## Required action
Transcribe exactly the line containing "Extract raised arm" and the remaining lines of the listing below, through the very last.

## Extracted data
----

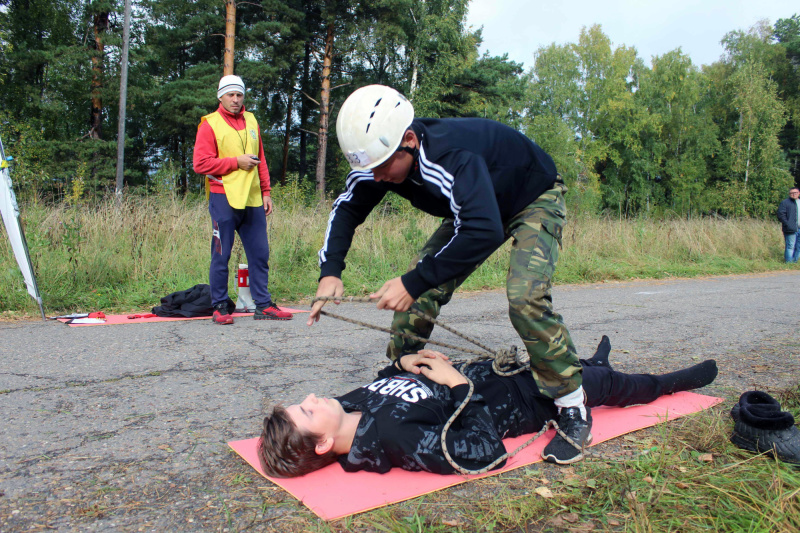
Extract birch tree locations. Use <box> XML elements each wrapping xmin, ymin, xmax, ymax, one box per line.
<box><xmin>725</xmin><ymin>60</ymin><xmax>790</xmax><ymax>216</ymax></box>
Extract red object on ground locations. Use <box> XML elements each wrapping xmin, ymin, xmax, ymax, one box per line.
<box><xmin>88</xmin><ymin>312</ymin><xmax>106</xmax><ymax>319</ymax></box>
<box><xmin>254</xmin><ymin>305</ymin><xmax>293</xmax><ymax>320</ymax></box>
<box><xmin>213</xmin><ymin>307</ymin><xmax>235</xmax><ymax>325</ymax></box>
<box><xmin>58</xmin><ymin>308</ymin><xmax>307</xmax><ymax>327</ymax></box>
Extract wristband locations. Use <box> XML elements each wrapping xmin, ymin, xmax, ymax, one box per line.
<box><xmin>394</xmin><ymin>358</ymin><xmax>404</xmax><ymax>371</ymax></box>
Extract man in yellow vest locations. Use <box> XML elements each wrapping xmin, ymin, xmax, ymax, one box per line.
<box><xmin>193</xmin><ymin>75</ymin><xmax>292</xmax><ymax>324</ymax></box>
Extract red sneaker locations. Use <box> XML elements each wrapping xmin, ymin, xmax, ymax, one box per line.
<box><xmin>254</xmin><ymin>304</ymin><xmax>293</xmax><ymax>320</ymax></box>
<box><xmin>212</xmin><ymin>303</ymin><xmax>234</xmax><ymax>325</ymax></box>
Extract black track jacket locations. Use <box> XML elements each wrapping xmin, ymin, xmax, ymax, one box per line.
<box><xmin>318</xmin><ymin>118</ymin><xmax>558</xmax><ymax>298</ymax></box>
<box><xmin>335</xmin><ymin>361</ymin><xmax>556</xmax><ymax>474</ymax></box>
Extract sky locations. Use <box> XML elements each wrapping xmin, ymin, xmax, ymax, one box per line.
<box><xmin>465</xmin><ymin>0</ymin><xmax>799</xmax><ymax>69</ymax></box>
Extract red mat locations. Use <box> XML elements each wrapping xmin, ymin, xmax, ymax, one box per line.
<box><xmin>229</xmin><ymin>391</ymin><xmax>722</xmax><ymax>521</ymax></box>
<box><xmin>58</xmin><ymin>307</ymin><xmax>307</xmax><ymax>326</ymax></box>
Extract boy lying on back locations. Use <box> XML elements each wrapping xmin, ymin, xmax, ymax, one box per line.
<box><xmin>258</xmin><ymin>338</ymin><xmax>717</xmax><ymax>477</ymax></box>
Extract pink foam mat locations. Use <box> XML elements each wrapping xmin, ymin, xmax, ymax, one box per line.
<box><xmin>229</xmin><ymin>391</ymin><xmax>722</xmax><ymax>521</ymax></box>
<box><xmin>58</xmin><ymin>307</ymin><xmax>307</xmax><ymax>327</ymax></box>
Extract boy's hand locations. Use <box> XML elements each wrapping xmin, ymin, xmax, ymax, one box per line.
<box><xmin>403</xmin><ymin>353</ymin><xmax>466</xmax><ymax>388</ymax></box>
<box><xmin>416</xmin><ymin>349</ymin><xmax>451</xmax><ymax>364</ymax></box>
<box><xmin>308</xmin><ymin>276</ymin><xmax>344</xmax><ymax>326</ymax></box>
<box><xmin>371</xmin><ymin>277</ymin><xmax>414</xmax><ymax>312</ymax></box>
<box><xmin>398</xmin><ymin>350</ymin><xmax>451</xmax><ymax>373</ymax></box>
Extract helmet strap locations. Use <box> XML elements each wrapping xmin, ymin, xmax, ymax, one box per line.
<box><xmin>397</xmin><ymin>145</ymin><xmax>418</xmax><ymax>158</ymax></box>
<box><xmin>397</xmin><ymin>145</ymin><xmax>419</xmax><ymax>177</ymax></box>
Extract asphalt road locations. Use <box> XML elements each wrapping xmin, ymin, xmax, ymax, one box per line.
<box><xmin>1</xmin><ymin>271</ymin><xmax>799</xmax><ymax>531</ymax></box>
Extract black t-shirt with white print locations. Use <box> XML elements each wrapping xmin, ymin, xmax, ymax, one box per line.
<box><xmin>335</xmin><ymin>361</ymin><xmax>556</xmax><ymax>474</ymax></box>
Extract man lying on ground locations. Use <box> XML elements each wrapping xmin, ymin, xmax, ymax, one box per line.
<box><xmin>257</xmin><ymin>337</ymin><xmax>717</xmax><ymax>477</ymax></box>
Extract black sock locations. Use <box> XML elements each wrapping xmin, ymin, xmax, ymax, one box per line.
<box><xmin>584</xmin><ymin>335</ymin><xmax>612</xmax><ymax>369</ymax></box>
<box><xmin>656</xmin><ymin>360</ymin><xmax>718</xmax><ymax>394</ymax></box>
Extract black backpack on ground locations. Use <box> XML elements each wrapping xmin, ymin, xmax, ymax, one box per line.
<box><xmin>152</xmin><ymin>284</ymin><xmax>234</xmax><ymax>318</ymax></box>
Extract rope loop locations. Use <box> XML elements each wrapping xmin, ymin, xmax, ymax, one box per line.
<box><xmin>309</xmin><ymin>295</ymin><xmax>606</xmax><ymax>474</ymax></box>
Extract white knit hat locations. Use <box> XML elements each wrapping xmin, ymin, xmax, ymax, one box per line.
<box><xmin>217</xmin><ymin>75</ymin><xmax>245</xmax><ymax>99</ymax></box>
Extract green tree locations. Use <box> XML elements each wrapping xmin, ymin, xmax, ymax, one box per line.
<box><xmin>525</xmin><ymin>26</ymin><xmax>647</xmax><ymax>215</ymax></box>
<box><xmin>723</xmin><ymin>60</ymin><xmax>791</xmax><ymax>216</ymax></box>
<box><xmin>0</xmin><ymin>8</ymin><xmax>10</xmax><ymax>86</ymax></box>
<box><xmin>572</xmin><ymin>25</ymin><xmax>646</xmax><ymax>215</ymax></box>
<box><xmin>637</xmin><ymin>50</ymin><xmax>720</xmax><ymax>215</ymax></box>
<box><xmin>0</xmin><ymin>0</ymin><xmax>122</xmax><ymax>196</ymax></box>
<box><xmin>524</xmin><ymin>43</ymin><xmax>593</xmax><ymax>210</ymax></box>
<box><xmin>235</xmin><ymin>0</ymin><xmax>305</xmax><ymax>186</ymax></box>
<box><xmin>721</xmin><ymin>20</ymin><xmax>787</xmax><ymax>74</ymax></box>
<box><xmin>774</xmin><ymin>14</ymin><xmax>800</xmax><ymax>185</ymax></box>
<box><xmin>138</xmin><ymin>0</ymin><xmax>225</xmax><ymax>193</ymax></box>
<box><xmin>316</xmin><ymin>0</ymin><xmax>500</xmax><ymax>196</ymax></box>
<box><xmin>405</xmin><ymin>0</ymin><xmax>477</xmax><ymax>117</ymax></box>
<box><xmin>703</xmin><ymin>22</ymin><xmax>794</xmax><ymax>217</ymax></box>
<box><xmin>437</xmin><ymin>52</ymin><xmax>526</xmax><ymax>123</ymax></box>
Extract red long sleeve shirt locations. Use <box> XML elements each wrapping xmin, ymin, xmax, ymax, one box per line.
<box><xmin>193</xmin><ymin>104</ymin><xmax>271</xmax><ymax>196</ymax></box>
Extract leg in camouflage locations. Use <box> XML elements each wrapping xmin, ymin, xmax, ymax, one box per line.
<box><xmin>386</xmin><ymin>219</ymin><xmax>482</xmax><ymax>361</ymax></box>
<box><xmin>505</xmin><ymin>181</ymin><xmax>583</xmax><ymax>399</ymax></box>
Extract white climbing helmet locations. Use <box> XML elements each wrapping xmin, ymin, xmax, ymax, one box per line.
<box><xmin>336</xmin><ymin>85</ymin><xmax>415</xmax><ymax>171</ymax></box>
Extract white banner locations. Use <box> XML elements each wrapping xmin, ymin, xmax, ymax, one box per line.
<box><xmin>0</xmin><ymin>136</ymin><xmax>45</xmax><ymax>318</ymax></box>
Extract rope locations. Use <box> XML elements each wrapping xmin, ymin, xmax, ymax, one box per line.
<box><xmin>313</xmin><ymin>296</ymin><xmax>530</xmax><ymax>372</ymax></box>
<box><xmin>311</xmin><ymin>296</ymin><xmax>600</xmax><ymax>474</ymax></box>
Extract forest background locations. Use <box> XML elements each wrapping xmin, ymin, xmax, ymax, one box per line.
<box><xmin>0</xmin><ymin>0</ymin><xmax>799</xmax><ymax>314</ymax></box>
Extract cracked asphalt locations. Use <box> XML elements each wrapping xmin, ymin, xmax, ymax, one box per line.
<box><xmin>1</xmin><ymin>271</ymin><xmax>799</xmax><ymax>531</ymax></box>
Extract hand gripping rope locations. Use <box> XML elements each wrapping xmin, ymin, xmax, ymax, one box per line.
<box><xmin>311</xmin><ymin>296</ymin><xmax>612</xmax><ymax>475</ymax></box>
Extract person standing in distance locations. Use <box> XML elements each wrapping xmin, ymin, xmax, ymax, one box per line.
<box><xmin>193</xmin><ymin>75</ymin><xmax>292</xmax><ymax>324</ymax></box>
<box><xmin>308</xmin><ymin>84</ymin><xmax>589</xmax><ymax>464</ymax></box>
<box><xmin>777</xmin><ymin>187</ymin><xmax>800</xmax><ymax>263</ymax></box>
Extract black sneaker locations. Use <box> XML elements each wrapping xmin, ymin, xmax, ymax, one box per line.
<box><xmin>542</xmin><ymin>407</ymin><xmax>593</xmax><ymax>465</ymax></box>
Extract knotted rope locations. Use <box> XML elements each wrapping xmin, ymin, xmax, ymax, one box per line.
<box><xmin>311</xmin><ymin>296</ymin><xmax>627</xmax><ymax>475</ymax></box>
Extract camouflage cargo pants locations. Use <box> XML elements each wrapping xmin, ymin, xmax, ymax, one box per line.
<box><xmin>386</xmin><ymin>181</ymin><xmax>582</xmax><ymax>398</ymax></box>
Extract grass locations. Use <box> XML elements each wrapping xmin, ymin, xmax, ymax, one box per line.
<box><xmin>0</xmin><ymin>185</ymin><xmax>795</xmax><ymax>316</ymax></box>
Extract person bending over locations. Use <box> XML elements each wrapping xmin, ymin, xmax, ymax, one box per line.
<box><xmin>310</xmin><ymin>85</ymin><xmax>590</xmax><ymax>463</ymax></box>
<box><xmin>257</xmin><ymin>338</ymin><xmax>717</xmax><ymax>477</ymax></box>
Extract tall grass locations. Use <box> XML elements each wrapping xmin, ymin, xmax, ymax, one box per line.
<box><xmin>0</xmin><ymin>185</ymin><xmax>794</xmax><ymax>316</ymax></box>
<box><xmin>557</xmin><ymin>215</ymin><xmax>781</xmax><ymax>283</ymax></box>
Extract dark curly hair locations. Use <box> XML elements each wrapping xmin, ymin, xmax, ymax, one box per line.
<box><xmin>257</xmin><ymin>406</ymin><xmax>339</xmax><ymax>478</ymax></box>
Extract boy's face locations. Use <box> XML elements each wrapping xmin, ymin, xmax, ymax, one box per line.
<box><xmin>370</xmin><ymin>130</ymin><xmax>417</xmax><ymax>184</ymax></box>
<box><xmin>286</xmin><ymin>393</ymin><xmax>344</xmax><ymax>442</ymax></box>
<box><xmin>371</xmin><ymin>150</ymin><xmax>413</xmax><ymax>184</ymax></box>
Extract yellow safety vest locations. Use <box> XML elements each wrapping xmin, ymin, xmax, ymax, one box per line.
<box><xmin>201</xmin><ymin>111</ymin><xmax>263</xmax><ymax>209</ymax></box>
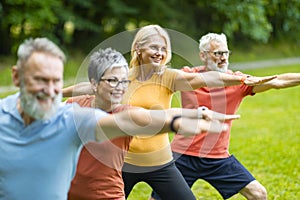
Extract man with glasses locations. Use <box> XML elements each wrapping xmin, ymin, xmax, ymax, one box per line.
<box><xmin>151</xmin><ymin>33</ymin><xmax>300</xmax><ymax>200</ymax></box>
<box><xmin>204</xmin><ymin>50</ymin><xmax>231</xmax><ymax>58</ymax></box>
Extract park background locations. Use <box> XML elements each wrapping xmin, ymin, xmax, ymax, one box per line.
<box><xmin>0</xmin><ymin>1</ymin><xmax>299</xmax><ymax>199</ymax></box>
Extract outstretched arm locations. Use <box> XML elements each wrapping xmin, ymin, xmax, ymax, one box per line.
<box><xmin>174</xmin><ymin>69</ymin><xmax>276</xmax><ymax>91</ymax></box>
<box><xmin>166</xmin><ymin>106</ymin><xmax>240</xmax><ymax>121</ymax></box>
<box><xmin>252</xmin><ymin>73</ymin><xmax>300</xmax><ymax>93</ymax></box>
<box><xmin>63</xmin><ymin>71</ymin><xmax>276</xmax><ymax>96</ymax></box>
<box><xmin>63</xmin><ymin>82</ymin><xmax>92</xmax><ymax>97</ymax></box>
<box><xmin>95</xmin><ymin>107</ymin><xmax>239</xmax><ymax>141</ymax></box>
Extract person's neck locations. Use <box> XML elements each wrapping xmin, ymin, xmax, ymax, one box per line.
<box><xmin>17</xmin><ymin>99</ymin><xmax>35</xmax><ymax>125</ymax></box>
<box><xmin>203</xmin><ymin>66</ymin><xmax>209</xmax><ymax>72</ymax></box>
<box><xmin>137</xmin><ymin>64</ymin><xmax>155</xmax><ymax>81</ymax></box>
<box><xmin>22</xmin><ymin>113</ymin><xmax>35</xmax><ymax>125</ymax></box>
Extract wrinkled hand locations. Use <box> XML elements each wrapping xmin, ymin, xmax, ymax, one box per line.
<box><xmin>199</xmin><ymin>106</ymin><xmax>240</xmax><ymax>121</ymax></box>
<box><xmin>243</xmin><ymin>75</ymin><xmax>277</xmax><ymax>86</ymax></box>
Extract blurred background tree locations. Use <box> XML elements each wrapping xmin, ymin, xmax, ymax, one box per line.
<box><xmin>0</xmin><ymin>0</ymin><xmax>299</xmax><ymax>56</ymax></box>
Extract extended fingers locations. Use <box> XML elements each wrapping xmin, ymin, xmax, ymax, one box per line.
<box><xmin>245</xmin><ymin>75</ymin><xmax>277</xmax><ymax>85</ymax></box>
<box><xmin>206</xmin><ymin>110</ymin><xmax>240</xmax><ymax>121</ymax></box>
<box><xmin>259</xmin><ymin>75</ymin><xmax>277</xmax><ymax>83</ymax></box>
<box><xmin>207</xmin><ymin>120</ymin><xmax>228</xmax><ymax>133</ymax></box>
<box><xmin>223</xmin><ymin>114</ymin><xmax>240</xmax><ymax>120</ymax></box>
<box><xmin>177</xmin><ymin>118</ymin><xmax>228</xmax><ymax>136</ymax></box>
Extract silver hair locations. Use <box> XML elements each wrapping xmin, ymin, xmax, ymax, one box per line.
<box><xmin>88</xmin><ymin>48</ymin><xmax>128</xmax><ymax>82</ymax></box>
<box><xmin>17</xmin><ymin>37</ymin><xmax>66</xmax><ymax>69</ymax></box>
<box><xmin>199</xmin><ymin>33</ymin><xmax>228</xmax><ymax>52</ymax></box>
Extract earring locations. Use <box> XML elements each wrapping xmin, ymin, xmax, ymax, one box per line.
<box><xmin>136</xmin><ymin>47</ymin><xmax>140</xmax><ymax>55</ymax></box>
<box><xmin>91</xmin><ymin>83</ymin><xmax>97</xmax><ymax>93</ymax></box>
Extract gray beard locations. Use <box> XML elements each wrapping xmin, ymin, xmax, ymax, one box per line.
<box><xmin>207</xmin><ymin>59</ymin><xmax>228</xmax><ymax>73</ymax></box>
<box><xmin>20</xmin><ymin>86</ymin><xmax>62</xmax><ymax>120</ymax></box>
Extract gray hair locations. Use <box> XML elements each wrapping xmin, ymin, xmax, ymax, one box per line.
<box><xmin>88</xmin><ymin>48</ymin><xmax>128</xmax><ymax>82</ymax></box>
<box><xmin>199</xmin><ymin>33</ymin><xmax>228</xmax><ymax>52</ymax></box>
<box><xmin>17</xmin><ymin>37</ymin><xmax>66</xmax><ymax>69</ymax></box>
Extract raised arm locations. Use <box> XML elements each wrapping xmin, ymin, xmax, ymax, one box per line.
<box><xmin>95</xmin><ymin>107</ymin><xmax>240</xmax><ymax>141</ymax></box>
<box><xmin>174</xmin><ymin>69</ymin><xmax>276</xmax><ymax>91</ymax></box>
<box><xmin>63</xmin><ymin>82</ymin><xmax>93</xmax><ymax>97</ymax></box>
<box><xmin>252</xmin><ymin>73</ymin><xmax>300</xmax><ymax>93</ymax></box>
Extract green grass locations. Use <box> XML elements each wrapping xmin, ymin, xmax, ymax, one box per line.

----

## Answer space
Extract raised arm locations. Use <box> XML elements each wrapping xmin, ymin, xmax, ymax, one box per line.
<box><xmin>95</xmin><ymin>107</ymin><xmax>240</xmax><ymax>141</ymax></box>
<box><xmin>174</xmin><ymin>69</ymin><xmax>276</xmax><ymax>91</ymax></box>
<box><xmin>63</xmin><ymin>82</ymin><xmax>93</xmax><ymax>97</ymax></box>
<box><xmin>252</xmin><ymin>73</ymin><xmax>300</xmax><ymax>93</ymax></box>
Extract green grass locations. Use <box> XML elements each wrapping xmin, ymin, xmax, ymax, one box per line.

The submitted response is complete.